[TEXT EXCERPT — start]

Barely visible from outside, eye-popping additions to a former rectory by young practices Public Atelier and FUUZE reveal their quirky intensity in the courtyard, including a dining hall the youngsters share with older patrons of the adjoining day centre
Of all the buildings I haven’t visited because of coronavirus these past few months, this is the one I regret the most. If you’ve travelled through any rural area in mainland Europe you can imagine its setting: a small, almost forgotten village with some formerly grand buildings that no one is sure what to do with, or how to pay for their upkeep. The village is quiet, you’ll barely see anyone during the day, shutters rolled down on lots of houses, net curtains drawn across. Plants will be growing high up on the cornerstones of its best buildings, grass sprouting between the gravel of the spacious courtyard that would once have clattered with the sound of shod hooves. A lonely tractor will perhaps be working a field as you drive out the other side. Very occasionally you will stumble across a piece of modern architecture that will surprise you.
Vřesovice is a village of 600 people, 50km between Brno and the Slovakian border in the Czech Republic. It too was one of these sleepy rural places with a past more illustrious than its present. In the 1700s it was a resting place for travelling bishops and the centre of the village still has a series of civic buildings that reflect centuries of strategic importance – a small castle, a bell tower, church and a baroque rectory for the bishops, the latter a bit crumpled by recent history.

[TEXT EXCERPT — finish]
[DATASET EXCERPTS — start]

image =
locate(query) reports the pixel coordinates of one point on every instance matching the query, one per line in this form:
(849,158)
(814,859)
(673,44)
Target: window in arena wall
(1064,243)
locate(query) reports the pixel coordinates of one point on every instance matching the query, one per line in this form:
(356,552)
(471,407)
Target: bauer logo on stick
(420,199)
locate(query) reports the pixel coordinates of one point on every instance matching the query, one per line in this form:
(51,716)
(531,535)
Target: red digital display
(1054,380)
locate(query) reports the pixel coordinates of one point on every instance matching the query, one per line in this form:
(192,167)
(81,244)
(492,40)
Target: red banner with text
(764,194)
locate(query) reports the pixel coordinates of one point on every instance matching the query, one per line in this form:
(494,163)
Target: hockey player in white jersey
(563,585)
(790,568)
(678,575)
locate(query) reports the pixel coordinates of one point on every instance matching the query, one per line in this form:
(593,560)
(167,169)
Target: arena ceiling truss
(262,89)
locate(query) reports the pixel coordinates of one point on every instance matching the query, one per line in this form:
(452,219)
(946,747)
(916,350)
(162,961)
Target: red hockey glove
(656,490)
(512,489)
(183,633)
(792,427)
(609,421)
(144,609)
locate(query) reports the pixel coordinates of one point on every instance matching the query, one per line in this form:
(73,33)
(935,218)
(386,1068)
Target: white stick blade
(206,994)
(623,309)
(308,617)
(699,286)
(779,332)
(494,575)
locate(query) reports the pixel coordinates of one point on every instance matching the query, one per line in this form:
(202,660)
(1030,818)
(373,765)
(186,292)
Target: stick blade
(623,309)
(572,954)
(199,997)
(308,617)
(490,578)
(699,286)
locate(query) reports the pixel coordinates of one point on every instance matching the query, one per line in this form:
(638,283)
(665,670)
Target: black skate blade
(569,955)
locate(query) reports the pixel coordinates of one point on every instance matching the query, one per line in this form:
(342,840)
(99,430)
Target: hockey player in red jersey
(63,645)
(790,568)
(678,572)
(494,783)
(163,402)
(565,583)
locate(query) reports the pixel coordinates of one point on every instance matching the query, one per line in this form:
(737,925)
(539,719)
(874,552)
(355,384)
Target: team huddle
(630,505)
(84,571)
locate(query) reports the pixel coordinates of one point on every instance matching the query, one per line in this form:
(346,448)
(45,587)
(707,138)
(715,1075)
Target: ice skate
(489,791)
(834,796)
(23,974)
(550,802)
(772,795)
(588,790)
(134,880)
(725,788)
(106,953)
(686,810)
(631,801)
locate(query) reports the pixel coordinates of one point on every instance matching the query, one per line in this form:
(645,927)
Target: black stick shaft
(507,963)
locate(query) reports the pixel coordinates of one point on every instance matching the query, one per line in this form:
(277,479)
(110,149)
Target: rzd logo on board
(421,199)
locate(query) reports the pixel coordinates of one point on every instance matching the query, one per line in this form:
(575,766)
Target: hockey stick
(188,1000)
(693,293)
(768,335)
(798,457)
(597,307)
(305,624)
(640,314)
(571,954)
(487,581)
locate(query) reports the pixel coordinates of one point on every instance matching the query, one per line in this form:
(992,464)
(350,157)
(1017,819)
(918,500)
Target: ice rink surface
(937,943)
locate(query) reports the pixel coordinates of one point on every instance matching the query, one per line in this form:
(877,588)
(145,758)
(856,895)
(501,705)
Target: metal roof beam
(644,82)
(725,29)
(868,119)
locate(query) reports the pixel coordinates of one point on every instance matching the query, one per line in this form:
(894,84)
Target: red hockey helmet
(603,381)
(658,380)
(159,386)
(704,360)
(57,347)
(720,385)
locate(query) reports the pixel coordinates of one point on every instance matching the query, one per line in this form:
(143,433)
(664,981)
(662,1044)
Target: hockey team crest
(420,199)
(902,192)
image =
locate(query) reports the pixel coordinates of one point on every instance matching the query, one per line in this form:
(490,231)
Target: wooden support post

[DATASET EXCERPTS — finish]

ACTIVITY LIST ->
(A) Check each statement against the rectory article and answer yes or no, quoting the words that decide it: (i) Vřesovice has 600 inhabitants. (ii) Vřesovice lies 50km from Prague. (iii) In the 1700s Vřesovice served as a resting place for travelling bishops.
(B) Extend the rectory article, starting after its final sentence.
The entries are not needed for what follows.

ANSWERS FOR THE EXERCISE ->
(A)
(i) Yes: "Vřesovice is a village of 600 people"
(ii) No: "50km between Brno and the Slovakian border in the Czech Republic"
(iii) Yes: "In the 1700s it was a resting place for travelling bishops"

(B)
The rectory passed to the state during the Czech Republic's great nationalisation in 1948, when it became a farm building and a fire station. In the 1970s and ‘80s it was a school for masonry workers, then after the 1989 revolution the church took it over again, but it later became empty. Only in 2013 did the mayor strike a deal with the church to bring it back into use for village residents on the conditions that the town hall would have to restore it and the priest had to live inside.
They settled on building the priest a new home elsewhere and opened two primary school classrooms in the main rectory building instead. This was followed in 2015 by the creation of day centre spaces for older people in the former stable wing behind, with shared dining facilities for both. This is where you will find the surprise contemporary architecture. And as architects Jiri Markevic and Jaroslav Sedlák from Public Atelier and FUUZE respectively explain, their project has made the village ‘kind of famous’ and the number of children living there is now growing.
Markevic and Sedlák were invited onto the project in 2016 via an engineer they had previously collaborated with for feasibility studies. The school needed to expand capacity and the mayor needed to save the rapidly decaying roof trusses in the spaces above the day centre. At the time the school had two or three classrooms in the main building and the courtyard was used as parking and a store area. The brief was to create two new classrooms and two vocational teaching spaces for IT and English.
However, the architects saw an opportunity to connect everything up and, with the help of the conservationists, they succeeded in pushing the ambitions of the mayor so that the project outline expanded to giving the whole complex a new lease of life. The proposal didn’t touch the inside of the rectory or previous areas of work, but revolved around the courtyard, stables and collection of outbuildings. The idea was to ensure both schoolchildren and visitors to the day centre would be comfortable using all parts.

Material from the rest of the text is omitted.